## [Testo da leggere]

La capanna magica è una delle cose più potenti viste ultimamente al cinema. Ma proprio tutta la sequenza finale, che mi è rimasta ancora negli occhi.

Ale55andra

Luciano ha detto...

@Ale55andra. Sono d'accordo con te. Una sequenza finale di grande impatto visivo ed emotivo. Un momento di grandissimo cinema.

Luigi87 ha detto...

ciao, seguo sempre il tuo blog (sono tra i lettori fissi). ogni tanto, se ti va, passa anche sul mio. ho aperto anche la pagina fb:
https://www.facebook.com/pages/Letteratura-Cinema/274994392537642

a presto. ciao ciao

Luciano ha detto...

@Luigi87. Anch'io (anche se non sembra) seguo il tuo come tutti i blog della lista (e altre altri che non sono nel io blogroll). Purtroppo è un periodo in cui non ho tempo a sufficienza neppure per accedere a internet. Ma non mi dimentico di nessuno. Eccome se mi va! A presto^^

Roberto Bernabò ha detto...

## [Voci riportate]

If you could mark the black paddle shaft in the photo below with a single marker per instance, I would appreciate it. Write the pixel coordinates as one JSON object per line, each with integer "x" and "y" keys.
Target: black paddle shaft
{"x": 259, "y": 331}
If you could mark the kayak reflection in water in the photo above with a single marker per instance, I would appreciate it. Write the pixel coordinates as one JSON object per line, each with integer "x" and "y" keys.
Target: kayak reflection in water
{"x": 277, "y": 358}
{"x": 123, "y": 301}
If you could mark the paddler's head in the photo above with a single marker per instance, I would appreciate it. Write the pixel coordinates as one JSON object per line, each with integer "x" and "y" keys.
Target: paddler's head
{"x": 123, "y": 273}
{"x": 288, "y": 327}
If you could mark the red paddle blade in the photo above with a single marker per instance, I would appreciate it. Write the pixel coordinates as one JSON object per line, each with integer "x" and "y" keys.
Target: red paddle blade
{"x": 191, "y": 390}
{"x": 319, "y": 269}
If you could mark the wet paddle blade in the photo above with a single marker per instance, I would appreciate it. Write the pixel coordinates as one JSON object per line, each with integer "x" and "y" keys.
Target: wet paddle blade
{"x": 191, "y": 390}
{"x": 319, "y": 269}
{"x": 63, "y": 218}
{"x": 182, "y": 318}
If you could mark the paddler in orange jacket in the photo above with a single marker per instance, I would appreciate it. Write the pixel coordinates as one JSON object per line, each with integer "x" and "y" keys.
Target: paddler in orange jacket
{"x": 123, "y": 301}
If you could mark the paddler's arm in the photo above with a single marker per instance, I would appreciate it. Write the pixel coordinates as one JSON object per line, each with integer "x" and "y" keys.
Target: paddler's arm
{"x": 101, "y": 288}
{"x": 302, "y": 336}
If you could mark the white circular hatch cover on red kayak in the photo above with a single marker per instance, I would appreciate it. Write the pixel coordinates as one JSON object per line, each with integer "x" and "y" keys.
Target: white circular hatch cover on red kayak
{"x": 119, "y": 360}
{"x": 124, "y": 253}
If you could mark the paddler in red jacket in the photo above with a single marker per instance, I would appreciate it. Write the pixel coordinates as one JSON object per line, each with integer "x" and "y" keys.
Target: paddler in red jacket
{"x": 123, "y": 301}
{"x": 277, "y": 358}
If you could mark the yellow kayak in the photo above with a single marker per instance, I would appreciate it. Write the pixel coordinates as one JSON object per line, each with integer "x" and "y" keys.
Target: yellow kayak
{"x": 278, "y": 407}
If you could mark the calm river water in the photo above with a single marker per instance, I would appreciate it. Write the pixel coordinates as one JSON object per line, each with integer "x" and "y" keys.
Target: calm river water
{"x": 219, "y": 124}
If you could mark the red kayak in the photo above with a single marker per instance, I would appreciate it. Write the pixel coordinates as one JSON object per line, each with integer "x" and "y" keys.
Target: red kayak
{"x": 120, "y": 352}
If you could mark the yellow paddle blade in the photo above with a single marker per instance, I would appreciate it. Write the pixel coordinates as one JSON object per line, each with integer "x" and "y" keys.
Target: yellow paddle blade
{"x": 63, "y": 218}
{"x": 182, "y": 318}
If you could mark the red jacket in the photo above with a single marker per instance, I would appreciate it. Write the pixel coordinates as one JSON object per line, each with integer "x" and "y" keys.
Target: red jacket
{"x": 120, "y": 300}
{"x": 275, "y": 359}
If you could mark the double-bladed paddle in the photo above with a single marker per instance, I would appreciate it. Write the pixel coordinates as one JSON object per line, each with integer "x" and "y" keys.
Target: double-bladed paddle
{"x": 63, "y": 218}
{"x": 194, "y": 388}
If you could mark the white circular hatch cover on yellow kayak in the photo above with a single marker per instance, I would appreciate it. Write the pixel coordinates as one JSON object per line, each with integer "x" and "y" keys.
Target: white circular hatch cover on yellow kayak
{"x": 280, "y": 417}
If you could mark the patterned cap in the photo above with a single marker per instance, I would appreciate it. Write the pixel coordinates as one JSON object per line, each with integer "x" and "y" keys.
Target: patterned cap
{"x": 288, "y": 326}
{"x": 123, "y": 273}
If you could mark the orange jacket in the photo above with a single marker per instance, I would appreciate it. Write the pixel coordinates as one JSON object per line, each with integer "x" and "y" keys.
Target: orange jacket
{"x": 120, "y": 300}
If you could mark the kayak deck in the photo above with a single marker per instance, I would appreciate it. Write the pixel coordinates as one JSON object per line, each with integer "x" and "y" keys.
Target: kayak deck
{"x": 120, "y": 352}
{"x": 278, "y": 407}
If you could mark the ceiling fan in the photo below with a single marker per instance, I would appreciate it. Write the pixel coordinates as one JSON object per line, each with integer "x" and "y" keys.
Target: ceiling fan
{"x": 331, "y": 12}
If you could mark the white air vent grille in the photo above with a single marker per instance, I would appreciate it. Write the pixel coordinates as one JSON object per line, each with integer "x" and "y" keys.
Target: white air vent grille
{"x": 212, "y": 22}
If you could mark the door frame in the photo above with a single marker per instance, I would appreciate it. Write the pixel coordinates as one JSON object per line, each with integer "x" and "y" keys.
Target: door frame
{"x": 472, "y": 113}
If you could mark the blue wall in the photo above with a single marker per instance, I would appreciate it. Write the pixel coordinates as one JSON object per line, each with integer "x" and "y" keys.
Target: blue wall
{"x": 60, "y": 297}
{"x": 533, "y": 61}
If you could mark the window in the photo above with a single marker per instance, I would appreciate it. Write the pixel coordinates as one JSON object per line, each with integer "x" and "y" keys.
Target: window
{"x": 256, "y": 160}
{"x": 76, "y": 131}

## [Serie di compiti]
1. Citi dal testo da leggere il passo che comincia con le parole "La capanna magica" e si ferma dopo "Luigi87 ha detto...".
2. Per ciascuna affermazione indichi se concorda con il testo da leggere, rispondendo sì o no e citando le parole del testo che lo stabiliscono.
(a) Luciano si dice d'accordo con Ale55andra sulla sequenza finale.
(b) Luigi87 dichiara di essere tra i lettori fissi del blog.
(c) Luciano afferma di avere in questo periodo molto tempo per accedere a internet.

## [Risposte ai compiti]
1.
La capanna magica è una delle cose più potenti viste ultimamente al cinema. Ma proprio tutta la sequenza finale, che mi è rimasta ancora negli occhi.

Ale55andra

Luciano ha detto...

@Ale55andra. Sono d'accordo con te. Una sequenza finale di grande impatto visivo ed emotivo. Un momento di grandissimo cinema.

Luigi87 ha detto...

2.
(a) Sì: "Sono d'accordo con te."
(b) Sì: "sono tra i lettori fissi"
(c) No: "Purtroppo è un periodo in cui non ho tempo a sufficienza neppure per accedere a internet."